[Problem requirements] Filter by the string "outline": return the lines of the material that contain it.

-=-=-

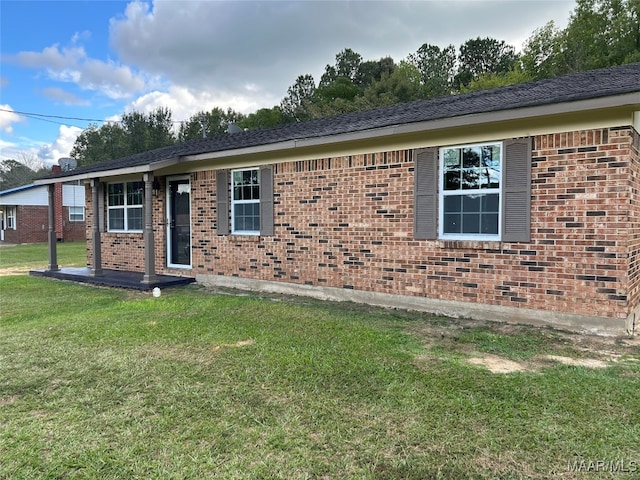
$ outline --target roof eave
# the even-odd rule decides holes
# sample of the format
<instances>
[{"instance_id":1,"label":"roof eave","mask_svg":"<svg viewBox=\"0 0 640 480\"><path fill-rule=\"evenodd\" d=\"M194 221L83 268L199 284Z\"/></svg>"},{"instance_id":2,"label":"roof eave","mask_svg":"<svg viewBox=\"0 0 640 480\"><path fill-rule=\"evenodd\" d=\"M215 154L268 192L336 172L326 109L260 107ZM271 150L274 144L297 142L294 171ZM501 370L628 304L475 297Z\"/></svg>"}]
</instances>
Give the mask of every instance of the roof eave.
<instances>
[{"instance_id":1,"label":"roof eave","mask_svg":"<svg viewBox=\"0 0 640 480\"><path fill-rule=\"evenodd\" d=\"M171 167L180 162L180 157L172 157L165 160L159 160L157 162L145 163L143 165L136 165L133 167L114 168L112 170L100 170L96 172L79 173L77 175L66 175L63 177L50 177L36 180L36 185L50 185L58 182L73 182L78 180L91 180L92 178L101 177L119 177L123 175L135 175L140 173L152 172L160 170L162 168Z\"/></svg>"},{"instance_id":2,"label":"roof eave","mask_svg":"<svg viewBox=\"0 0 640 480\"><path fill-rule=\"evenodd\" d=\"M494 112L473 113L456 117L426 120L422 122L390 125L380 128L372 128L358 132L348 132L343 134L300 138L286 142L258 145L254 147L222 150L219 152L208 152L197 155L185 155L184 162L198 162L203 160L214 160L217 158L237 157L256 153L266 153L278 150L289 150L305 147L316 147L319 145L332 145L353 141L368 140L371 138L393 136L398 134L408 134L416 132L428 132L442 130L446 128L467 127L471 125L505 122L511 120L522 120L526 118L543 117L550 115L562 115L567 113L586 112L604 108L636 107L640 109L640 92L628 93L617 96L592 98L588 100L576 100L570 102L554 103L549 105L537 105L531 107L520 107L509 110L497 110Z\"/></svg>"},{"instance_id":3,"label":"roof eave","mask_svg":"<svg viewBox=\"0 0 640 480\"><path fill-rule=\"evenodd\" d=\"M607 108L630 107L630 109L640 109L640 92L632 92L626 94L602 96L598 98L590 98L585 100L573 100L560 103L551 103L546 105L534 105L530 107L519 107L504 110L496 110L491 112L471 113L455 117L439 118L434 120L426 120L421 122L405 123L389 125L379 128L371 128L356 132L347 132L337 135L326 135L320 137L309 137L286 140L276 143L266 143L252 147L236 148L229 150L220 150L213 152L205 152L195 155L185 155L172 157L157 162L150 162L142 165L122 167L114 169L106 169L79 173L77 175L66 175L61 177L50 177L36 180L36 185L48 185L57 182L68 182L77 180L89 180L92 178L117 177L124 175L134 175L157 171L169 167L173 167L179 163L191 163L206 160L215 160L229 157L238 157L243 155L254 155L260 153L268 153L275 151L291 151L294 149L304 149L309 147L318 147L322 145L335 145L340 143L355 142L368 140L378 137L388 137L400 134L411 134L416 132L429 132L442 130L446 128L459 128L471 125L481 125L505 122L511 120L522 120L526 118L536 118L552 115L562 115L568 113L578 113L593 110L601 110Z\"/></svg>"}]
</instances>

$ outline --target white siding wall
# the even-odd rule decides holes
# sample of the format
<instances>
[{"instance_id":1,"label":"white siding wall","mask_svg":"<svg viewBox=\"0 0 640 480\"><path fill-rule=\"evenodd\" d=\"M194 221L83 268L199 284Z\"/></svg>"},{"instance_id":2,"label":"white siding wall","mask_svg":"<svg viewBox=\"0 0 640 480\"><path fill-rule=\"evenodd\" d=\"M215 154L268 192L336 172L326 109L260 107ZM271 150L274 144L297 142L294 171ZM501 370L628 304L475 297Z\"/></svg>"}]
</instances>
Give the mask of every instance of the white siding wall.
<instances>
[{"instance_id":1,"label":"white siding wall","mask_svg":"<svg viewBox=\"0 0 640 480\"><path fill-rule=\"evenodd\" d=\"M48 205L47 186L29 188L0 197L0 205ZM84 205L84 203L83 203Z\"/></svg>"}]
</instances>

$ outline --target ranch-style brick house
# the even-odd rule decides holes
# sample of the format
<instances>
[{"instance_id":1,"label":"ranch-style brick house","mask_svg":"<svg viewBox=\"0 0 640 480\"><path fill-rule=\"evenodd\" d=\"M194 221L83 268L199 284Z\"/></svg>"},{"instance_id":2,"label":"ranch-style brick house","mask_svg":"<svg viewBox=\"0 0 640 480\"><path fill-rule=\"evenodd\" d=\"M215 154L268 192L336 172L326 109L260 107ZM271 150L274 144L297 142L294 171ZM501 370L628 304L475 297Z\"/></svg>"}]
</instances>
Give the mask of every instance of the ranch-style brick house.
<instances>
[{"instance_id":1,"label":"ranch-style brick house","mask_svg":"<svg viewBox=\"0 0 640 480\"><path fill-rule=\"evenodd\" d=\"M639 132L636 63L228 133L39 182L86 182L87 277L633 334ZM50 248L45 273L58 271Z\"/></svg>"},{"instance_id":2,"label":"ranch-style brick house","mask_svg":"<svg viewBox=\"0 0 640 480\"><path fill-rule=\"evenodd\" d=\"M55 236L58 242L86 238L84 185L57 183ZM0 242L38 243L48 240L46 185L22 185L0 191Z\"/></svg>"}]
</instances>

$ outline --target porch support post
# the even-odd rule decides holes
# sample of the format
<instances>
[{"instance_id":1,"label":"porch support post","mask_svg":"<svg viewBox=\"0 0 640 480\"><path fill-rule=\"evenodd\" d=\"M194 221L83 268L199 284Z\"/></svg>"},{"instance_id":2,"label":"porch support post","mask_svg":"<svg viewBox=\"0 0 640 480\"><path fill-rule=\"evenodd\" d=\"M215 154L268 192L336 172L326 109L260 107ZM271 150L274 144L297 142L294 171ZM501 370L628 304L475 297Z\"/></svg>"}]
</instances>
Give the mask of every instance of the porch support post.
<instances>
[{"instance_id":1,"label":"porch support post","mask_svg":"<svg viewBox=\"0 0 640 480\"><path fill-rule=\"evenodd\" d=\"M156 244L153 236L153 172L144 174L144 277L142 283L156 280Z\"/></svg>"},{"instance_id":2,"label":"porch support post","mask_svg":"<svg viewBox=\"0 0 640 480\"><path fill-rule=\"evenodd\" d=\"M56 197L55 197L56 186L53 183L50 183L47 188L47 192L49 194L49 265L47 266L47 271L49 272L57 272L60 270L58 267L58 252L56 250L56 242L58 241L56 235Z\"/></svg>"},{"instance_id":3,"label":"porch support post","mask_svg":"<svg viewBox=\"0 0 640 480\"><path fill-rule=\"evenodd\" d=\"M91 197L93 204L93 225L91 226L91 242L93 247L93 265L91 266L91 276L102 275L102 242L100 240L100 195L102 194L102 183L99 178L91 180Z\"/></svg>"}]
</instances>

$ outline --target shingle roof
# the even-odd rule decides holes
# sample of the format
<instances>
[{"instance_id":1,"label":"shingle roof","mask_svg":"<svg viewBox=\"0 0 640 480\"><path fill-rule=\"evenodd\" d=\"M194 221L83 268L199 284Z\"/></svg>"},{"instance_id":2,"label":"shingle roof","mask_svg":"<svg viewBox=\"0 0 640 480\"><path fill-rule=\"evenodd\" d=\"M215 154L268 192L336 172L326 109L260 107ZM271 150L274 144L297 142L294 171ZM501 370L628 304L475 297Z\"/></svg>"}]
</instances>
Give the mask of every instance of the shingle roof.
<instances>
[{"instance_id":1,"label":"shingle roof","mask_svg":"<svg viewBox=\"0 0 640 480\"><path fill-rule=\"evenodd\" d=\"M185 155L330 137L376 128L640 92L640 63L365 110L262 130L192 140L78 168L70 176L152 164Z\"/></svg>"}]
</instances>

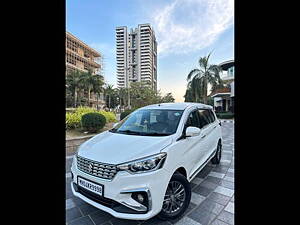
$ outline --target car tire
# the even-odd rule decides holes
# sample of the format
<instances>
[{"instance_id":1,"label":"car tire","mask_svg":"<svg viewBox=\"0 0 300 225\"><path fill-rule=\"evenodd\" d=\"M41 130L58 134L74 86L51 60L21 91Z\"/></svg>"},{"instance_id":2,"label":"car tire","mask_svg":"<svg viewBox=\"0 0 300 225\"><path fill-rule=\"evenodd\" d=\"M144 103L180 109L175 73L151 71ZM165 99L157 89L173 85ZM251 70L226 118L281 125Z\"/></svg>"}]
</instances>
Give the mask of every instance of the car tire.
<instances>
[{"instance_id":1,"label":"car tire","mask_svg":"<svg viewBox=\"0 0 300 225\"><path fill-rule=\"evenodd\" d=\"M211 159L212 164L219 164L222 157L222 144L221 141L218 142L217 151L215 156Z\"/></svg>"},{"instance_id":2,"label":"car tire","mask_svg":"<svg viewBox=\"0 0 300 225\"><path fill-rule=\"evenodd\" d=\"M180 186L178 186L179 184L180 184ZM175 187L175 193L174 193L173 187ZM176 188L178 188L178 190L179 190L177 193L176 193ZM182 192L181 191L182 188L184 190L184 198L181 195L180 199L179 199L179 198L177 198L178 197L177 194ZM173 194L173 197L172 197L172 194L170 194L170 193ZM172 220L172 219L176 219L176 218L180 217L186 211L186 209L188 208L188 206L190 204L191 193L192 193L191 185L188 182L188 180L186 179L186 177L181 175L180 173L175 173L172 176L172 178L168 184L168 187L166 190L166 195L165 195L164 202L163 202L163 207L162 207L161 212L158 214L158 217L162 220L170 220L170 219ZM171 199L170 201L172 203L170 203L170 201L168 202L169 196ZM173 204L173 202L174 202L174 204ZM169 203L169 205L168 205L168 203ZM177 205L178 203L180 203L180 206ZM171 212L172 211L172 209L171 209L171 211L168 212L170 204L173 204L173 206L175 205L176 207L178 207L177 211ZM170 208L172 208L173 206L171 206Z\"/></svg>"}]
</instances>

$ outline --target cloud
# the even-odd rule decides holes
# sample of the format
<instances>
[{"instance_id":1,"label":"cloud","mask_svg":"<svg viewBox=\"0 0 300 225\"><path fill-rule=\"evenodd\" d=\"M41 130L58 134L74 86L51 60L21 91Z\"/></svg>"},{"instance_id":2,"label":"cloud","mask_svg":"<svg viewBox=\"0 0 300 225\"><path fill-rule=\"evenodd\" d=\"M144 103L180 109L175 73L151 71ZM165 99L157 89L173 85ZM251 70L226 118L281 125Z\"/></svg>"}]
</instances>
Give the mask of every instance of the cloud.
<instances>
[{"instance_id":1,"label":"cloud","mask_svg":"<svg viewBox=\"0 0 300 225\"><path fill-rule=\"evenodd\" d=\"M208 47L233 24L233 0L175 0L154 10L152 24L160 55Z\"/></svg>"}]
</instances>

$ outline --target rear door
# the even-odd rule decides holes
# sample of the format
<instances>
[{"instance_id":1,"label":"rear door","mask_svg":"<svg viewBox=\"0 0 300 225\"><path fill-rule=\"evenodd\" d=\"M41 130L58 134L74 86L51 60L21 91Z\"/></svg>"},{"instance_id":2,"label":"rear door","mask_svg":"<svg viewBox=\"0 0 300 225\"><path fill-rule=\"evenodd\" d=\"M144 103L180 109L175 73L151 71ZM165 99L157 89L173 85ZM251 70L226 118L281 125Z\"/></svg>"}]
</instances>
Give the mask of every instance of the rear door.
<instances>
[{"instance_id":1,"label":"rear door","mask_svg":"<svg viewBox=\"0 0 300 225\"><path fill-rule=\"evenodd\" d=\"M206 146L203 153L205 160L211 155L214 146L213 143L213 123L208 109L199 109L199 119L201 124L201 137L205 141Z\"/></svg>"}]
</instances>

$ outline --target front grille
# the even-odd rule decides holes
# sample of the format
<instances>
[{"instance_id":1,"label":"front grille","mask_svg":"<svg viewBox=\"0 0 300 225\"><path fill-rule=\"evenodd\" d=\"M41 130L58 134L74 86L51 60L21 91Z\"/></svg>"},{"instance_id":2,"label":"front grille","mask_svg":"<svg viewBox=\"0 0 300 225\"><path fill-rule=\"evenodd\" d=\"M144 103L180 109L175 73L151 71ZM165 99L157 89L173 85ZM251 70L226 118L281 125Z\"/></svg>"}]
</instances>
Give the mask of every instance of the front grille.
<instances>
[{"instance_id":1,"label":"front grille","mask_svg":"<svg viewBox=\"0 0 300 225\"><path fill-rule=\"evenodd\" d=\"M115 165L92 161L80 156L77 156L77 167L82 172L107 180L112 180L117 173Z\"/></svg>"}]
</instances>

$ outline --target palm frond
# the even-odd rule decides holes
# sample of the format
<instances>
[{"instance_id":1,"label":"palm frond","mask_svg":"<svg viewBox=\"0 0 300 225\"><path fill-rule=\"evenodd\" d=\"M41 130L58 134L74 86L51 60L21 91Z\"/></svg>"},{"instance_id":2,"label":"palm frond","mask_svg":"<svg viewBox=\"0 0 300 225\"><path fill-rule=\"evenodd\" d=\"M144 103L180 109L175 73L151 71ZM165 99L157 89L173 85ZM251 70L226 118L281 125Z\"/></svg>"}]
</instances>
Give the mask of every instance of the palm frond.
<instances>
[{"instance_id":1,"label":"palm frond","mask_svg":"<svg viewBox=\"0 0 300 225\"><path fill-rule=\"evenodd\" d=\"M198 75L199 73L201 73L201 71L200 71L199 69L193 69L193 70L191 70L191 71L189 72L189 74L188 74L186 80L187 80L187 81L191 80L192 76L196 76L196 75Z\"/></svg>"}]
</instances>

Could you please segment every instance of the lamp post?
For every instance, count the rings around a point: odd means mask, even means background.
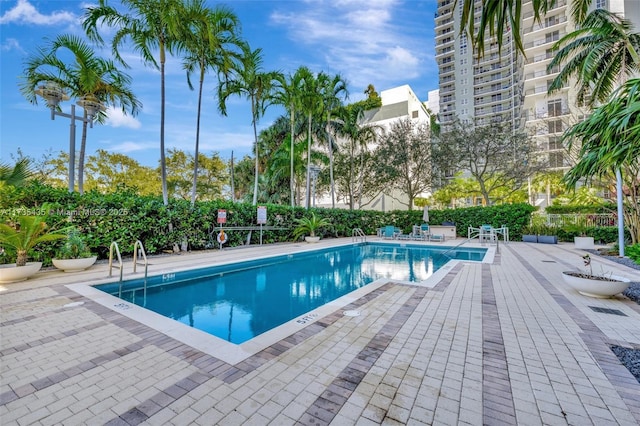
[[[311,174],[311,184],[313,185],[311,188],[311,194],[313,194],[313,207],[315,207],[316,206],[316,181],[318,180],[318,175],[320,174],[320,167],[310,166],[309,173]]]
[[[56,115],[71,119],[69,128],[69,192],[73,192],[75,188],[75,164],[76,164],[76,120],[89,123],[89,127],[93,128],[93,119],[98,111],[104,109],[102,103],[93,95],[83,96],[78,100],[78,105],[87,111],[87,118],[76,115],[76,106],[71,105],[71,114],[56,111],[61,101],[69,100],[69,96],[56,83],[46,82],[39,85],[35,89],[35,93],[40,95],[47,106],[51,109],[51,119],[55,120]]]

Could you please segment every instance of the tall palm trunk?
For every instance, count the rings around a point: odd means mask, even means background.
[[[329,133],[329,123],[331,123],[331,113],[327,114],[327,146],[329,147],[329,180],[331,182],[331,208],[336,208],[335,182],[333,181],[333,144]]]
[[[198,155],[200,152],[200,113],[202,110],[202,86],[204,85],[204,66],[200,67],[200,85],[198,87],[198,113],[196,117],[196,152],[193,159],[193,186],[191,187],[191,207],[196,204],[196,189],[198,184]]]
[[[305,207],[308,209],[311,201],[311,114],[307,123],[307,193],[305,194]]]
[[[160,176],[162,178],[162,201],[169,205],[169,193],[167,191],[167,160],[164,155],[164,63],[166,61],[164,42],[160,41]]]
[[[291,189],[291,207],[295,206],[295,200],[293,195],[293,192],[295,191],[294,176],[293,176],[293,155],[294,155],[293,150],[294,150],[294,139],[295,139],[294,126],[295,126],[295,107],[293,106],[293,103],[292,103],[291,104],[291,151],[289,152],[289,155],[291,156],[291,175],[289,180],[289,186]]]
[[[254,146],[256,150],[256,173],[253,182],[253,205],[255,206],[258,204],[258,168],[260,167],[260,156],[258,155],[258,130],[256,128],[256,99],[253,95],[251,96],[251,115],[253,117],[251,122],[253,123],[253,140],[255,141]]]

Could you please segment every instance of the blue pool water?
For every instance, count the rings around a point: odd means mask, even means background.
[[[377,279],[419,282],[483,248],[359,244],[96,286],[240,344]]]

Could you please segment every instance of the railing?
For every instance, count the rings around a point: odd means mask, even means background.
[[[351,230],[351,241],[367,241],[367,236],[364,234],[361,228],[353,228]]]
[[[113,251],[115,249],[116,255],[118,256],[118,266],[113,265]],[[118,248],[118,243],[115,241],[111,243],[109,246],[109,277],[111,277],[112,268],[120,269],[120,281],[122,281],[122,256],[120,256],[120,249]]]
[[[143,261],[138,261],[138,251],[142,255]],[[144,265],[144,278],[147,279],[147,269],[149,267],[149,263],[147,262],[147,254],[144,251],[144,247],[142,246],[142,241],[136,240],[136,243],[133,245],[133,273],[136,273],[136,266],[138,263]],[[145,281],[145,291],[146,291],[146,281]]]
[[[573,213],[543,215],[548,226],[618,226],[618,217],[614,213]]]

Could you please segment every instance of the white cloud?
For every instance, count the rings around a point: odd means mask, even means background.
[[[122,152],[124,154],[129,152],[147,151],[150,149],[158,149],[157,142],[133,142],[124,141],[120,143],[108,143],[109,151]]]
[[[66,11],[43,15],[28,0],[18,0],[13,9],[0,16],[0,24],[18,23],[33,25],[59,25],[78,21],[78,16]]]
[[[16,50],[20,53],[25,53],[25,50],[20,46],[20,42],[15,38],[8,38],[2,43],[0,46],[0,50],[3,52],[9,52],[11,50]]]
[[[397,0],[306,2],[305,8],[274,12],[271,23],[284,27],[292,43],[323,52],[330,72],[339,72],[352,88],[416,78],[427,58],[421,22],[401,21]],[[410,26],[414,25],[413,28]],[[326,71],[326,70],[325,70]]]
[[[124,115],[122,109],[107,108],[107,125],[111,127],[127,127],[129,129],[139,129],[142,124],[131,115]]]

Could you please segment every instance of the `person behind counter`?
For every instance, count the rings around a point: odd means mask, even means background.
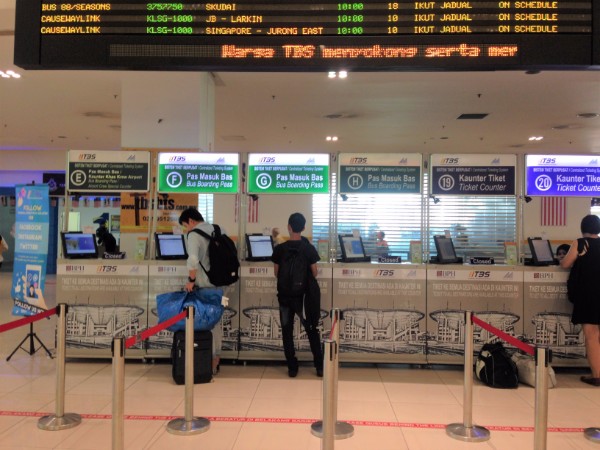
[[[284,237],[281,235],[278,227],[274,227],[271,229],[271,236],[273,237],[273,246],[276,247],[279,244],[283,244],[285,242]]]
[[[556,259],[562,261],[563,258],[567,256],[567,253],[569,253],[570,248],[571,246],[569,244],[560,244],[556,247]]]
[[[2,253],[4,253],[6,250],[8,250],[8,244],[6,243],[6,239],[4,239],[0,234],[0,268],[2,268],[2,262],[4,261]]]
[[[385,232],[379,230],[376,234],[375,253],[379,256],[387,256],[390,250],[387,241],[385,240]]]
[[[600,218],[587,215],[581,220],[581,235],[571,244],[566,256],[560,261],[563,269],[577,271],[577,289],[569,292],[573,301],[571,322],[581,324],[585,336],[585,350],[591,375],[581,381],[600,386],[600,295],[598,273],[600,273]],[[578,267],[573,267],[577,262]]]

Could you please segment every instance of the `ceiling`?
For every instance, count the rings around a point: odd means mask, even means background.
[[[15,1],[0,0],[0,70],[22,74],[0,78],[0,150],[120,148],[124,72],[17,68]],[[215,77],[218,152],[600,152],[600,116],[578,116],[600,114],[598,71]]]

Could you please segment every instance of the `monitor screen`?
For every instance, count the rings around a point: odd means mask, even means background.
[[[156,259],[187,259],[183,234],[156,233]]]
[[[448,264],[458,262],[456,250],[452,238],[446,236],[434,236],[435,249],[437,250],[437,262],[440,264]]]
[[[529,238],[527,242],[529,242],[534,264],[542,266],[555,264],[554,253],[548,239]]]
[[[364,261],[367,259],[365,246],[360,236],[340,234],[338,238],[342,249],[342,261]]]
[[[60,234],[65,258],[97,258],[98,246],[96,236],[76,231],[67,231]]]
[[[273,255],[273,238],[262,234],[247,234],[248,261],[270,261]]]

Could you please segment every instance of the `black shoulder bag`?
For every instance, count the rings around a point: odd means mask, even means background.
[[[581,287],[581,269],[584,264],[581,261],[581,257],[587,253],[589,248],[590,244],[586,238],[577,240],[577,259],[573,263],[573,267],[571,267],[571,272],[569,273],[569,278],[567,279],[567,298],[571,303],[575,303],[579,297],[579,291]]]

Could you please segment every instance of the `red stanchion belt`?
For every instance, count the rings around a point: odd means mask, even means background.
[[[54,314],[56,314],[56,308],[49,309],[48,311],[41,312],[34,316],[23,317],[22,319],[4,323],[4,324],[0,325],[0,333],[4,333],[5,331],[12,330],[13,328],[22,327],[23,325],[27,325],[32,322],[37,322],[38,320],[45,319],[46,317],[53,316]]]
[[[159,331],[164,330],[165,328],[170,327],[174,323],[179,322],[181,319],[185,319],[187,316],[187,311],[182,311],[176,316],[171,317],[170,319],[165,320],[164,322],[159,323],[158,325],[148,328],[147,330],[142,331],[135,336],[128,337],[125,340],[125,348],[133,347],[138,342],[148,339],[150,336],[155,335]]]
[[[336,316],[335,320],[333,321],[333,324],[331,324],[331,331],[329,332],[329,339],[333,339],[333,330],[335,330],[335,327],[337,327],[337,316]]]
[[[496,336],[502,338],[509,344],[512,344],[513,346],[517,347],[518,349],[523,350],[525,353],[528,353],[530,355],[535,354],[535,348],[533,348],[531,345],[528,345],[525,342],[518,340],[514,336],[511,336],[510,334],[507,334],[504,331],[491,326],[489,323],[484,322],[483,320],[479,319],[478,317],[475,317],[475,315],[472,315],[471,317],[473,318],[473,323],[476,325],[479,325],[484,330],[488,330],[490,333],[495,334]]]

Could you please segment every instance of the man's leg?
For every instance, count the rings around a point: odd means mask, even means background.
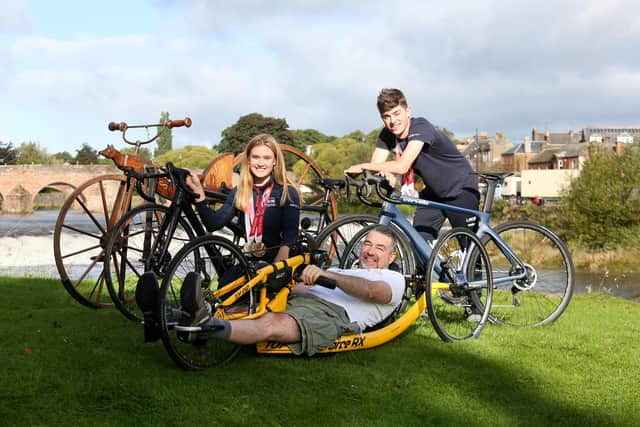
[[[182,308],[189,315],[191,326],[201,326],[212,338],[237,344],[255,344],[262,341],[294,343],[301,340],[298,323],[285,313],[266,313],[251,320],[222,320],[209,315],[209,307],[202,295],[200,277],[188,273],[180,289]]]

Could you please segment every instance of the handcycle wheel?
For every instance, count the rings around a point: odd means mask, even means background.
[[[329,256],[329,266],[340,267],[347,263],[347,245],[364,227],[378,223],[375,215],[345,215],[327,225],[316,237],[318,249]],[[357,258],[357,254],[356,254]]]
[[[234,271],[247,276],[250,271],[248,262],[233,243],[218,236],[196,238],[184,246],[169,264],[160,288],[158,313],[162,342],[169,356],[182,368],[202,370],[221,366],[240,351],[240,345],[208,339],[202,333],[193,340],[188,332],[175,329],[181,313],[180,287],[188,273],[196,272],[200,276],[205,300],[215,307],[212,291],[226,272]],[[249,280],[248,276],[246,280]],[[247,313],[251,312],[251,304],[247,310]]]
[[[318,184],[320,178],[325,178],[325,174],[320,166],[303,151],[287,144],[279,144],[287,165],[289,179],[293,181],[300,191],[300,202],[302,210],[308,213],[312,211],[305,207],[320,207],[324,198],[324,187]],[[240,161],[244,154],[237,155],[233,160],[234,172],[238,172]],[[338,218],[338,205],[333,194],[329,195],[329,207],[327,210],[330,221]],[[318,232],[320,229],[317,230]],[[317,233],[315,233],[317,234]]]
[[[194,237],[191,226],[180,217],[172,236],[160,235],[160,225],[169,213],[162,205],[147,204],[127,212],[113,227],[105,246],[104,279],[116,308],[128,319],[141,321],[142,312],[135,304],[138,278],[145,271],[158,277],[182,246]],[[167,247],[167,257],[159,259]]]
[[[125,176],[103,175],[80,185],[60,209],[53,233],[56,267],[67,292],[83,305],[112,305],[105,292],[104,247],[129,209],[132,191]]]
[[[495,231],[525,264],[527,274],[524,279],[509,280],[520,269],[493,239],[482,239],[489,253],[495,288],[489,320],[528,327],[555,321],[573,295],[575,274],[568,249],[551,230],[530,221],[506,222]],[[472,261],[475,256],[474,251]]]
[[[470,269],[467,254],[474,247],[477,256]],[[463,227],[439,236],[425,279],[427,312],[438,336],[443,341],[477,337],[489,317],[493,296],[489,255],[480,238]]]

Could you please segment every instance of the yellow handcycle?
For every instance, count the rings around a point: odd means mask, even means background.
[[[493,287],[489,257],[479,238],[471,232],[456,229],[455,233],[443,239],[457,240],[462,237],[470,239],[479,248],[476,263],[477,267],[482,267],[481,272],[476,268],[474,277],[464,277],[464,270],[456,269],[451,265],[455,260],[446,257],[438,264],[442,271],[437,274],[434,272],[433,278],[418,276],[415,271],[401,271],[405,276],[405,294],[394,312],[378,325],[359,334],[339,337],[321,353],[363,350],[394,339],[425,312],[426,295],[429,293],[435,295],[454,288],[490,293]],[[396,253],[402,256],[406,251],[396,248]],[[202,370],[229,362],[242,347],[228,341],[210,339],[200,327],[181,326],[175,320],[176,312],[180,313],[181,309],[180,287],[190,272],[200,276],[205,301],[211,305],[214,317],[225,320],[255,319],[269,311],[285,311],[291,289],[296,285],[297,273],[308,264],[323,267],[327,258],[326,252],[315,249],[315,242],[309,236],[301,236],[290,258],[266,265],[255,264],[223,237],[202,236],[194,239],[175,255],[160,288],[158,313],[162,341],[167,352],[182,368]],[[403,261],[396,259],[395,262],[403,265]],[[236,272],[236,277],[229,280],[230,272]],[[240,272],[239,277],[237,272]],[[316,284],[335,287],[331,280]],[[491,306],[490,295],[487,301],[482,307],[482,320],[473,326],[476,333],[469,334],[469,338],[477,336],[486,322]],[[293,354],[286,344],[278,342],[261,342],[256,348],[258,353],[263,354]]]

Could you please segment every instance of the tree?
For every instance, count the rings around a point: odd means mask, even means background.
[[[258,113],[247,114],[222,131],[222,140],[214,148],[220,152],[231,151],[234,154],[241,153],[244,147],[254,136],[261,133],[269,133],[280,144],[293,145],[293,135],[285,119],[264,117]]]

-=-=-

[Solution to this exercise]
$ outline --target roof eave
$ outline --target white siding wall
$ outline --target ranch-style brick house
$ outline --target porch support post
$ outline --target shingle roof
$ outline --target car tire
$ outline --target cloud
$ outline --target rear door
$ outline --target front grille
$ outline --target palm frond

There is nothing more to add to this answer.